----- MATERIAL SHOWN

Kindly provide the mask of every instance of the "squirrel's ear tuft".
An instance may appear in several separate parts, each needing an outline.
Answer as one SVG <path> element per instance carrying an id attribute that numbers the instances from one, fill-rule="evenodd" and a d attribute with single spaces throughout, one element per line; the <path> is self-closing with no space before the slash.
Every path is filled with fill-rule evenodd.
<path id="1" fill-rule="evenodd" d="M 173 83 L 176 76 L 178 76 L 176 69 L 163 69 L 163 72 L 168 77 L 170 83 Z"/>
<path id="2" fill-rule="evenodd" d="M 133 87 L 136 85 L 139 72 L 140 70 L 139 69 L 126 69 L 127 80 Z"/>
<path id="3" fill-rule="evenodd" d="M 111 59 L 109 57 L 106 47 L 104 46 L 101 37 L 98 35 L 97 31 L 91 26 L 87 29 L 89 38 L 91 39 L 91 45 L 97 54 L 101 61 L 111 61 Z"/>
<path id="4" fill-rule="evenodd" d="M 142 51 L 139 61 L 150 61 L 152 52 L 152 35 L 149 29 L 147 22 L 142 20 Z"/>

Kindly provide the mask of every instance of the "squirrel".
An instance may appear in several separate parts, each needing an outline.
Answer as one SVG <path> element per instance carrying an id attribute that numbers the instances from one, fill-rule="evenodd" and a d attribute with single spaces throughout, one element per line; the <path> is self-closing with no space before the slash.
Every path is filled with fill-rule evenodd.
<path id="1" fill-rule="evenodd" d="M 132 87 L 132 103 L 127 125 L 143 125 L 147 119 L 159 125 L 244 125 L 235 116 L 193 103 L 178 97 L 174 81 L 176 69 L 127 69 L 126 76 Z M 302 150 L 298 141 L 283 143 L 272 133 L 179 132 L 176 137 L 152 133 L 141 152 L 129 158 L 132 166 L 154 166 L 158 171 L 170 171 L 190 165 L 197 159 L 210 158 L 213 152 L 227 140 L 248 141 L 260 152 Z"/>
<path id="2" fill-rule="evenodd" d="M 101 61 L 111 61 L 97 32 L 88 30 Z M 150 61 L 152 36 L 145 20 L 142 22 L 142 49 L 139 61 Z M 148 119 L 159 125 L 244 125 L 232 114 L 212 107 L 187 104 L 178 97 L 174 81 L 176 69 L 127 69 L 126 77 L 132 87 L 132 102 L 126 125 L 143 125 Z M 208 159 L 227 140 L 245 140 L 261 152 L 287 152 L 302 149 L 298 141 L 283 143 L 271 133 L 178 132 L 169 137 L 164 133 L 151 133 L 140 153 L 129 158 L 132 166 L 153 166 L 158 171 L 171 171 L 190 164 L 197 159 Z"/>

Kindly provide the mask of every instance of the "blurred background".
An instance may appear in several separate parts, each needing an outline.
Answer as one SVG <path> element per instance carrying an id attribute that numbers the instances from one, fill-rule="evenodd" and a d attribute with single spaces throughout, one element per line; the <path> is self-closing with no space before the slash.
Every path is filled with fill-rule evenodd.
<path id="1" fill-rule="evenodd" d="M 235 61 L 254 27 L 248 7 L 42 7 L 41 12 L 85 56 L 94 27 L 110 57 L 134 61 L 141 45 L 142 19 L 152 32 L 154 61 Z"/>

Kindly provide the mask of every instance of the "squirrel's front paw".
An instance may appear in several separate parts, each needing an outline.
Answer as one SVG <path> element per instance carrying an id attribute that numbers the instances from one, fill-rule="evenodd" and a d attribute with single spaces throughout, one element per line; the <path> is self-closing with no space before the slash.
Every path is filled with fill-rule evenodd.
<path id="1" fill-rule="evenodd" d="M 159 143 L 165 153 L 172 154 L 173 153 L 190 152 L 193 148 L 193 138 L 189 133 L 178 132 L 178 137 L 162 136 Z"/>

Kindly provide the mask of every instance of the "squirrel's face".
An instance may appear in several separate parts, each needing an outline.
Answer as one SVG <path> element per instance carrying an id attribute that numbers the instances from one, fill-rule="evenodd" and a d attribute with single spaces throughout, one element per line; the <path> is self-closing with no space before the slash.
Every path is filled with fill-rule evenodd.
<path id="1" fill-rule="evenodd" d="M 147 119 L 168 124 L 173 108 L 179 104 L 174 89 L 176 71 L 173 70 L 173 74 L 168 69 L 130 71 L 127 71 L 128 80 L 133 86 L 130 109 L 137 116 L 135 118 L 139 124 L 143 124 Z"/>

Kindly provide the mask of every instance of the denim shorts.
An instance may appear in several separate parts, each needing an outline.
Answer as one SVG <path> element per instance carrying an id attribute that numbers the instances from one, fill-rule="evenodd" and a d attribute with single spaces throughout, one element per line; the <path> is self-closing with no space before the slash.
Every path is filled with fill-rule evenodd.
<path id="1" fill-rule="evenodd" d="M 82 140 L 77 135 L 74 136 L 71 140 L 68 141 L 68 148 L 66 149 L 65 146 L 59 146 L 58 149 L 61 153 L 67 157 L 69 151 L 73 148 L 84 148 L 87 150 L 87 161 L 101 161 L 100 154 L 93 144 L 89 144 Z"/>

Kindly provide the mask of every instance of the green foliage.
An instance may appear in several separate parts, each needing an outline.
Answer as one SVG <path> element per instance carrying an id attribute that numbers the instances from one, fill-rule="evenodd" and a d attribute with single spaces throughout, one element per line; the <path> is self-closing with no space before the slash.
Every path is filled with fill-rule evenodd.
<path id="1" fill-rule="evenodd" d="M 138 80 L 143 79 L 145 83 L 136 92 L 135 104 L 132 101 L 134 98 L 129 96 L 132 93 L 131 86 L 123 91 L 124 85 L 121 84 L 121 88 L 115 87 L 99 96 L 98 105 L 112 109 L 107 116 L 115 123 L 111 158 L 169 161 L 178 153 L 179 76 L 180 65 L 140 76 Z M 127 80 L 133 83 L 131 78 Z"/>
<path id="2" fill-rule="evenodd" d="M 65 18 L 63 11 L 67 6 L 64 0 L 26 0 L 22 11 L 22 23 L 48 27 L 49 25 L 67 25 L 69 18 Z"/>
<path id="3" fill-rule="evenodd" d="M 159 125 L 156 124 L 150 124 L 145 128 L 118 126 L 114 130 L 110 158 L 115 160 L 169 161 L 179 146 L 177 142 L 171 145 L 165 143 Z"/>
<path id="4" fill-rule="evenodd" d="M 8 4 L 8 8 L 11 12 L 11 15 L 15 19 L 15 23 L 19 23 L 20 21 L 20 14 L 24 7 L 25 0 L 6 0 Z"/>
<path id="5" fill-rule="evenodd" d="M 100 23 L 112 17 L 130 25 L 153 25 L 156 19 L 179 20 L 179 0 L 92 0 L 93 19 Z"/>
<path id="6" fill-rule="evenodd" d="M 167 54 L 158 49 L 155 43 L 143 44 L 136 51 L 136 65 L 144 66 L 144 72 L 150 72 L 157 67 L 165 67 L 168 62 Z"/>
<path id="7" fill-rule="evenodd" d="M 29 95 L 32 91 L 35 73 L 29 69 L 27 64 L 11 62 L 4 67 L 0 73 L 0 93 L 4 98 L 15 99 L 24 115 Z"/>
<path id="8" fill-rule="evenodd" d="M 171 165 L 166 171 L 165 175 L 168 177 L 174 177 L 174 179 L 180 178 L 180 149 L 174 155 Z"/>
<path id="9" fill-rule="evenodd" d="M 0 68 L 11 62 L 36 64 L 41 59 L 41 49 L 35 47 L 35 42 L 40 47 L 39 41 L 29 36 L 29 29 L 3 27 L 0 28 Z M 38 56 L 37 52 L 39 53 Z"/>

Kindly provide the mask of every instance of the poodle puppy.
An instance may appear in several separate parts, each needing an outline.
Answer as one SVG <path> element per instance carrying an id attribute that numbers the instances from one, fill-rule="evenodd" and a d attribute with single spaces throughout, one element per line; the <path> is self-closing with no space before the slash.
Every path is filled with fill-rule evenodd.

----------

### DESCRIPTION OF THE TASK
Rewrite the lines above, starting at the line that contains "Kindly provide the mask of every instance of the denim" and ending at the line that contains "82 140 L 77", as a Markdown table with columns n and Text. Number each line in n, and leave out any blank lines.

### SOLUTION TO THIS EXERCISE
| n | Text |
|---|---|
| 1 | Kindly provide the mask of every instance of the denim shorts. |
| 2 | An instance may appear in several separate parts, each needing an outline. |
| 3 | Answer as one SVG <path> element per instance carrying an id attribute that numbers the instances from one, fill-rule="evenodd" and a d attribute with single spaces throughout, one element per line; the <path> is self-closing with no space before the slash. |
| 4 | Every path is filled with fill-rule evenodd. |
| 5 | <path id="1" fill-rule="evenodd" d="M 82 140 L 77 135 L 74 136 L 71 140 L 68 141 L 68 148 L 66 149 L 65 146 L 59 146 L 58 149 L 61 153 L 67 157 L 69 151 L 73 148 L 84 148 L 87 150 L 87 161 L 101 161 L 100 154 L 93 144 L 89 144 Z"/> |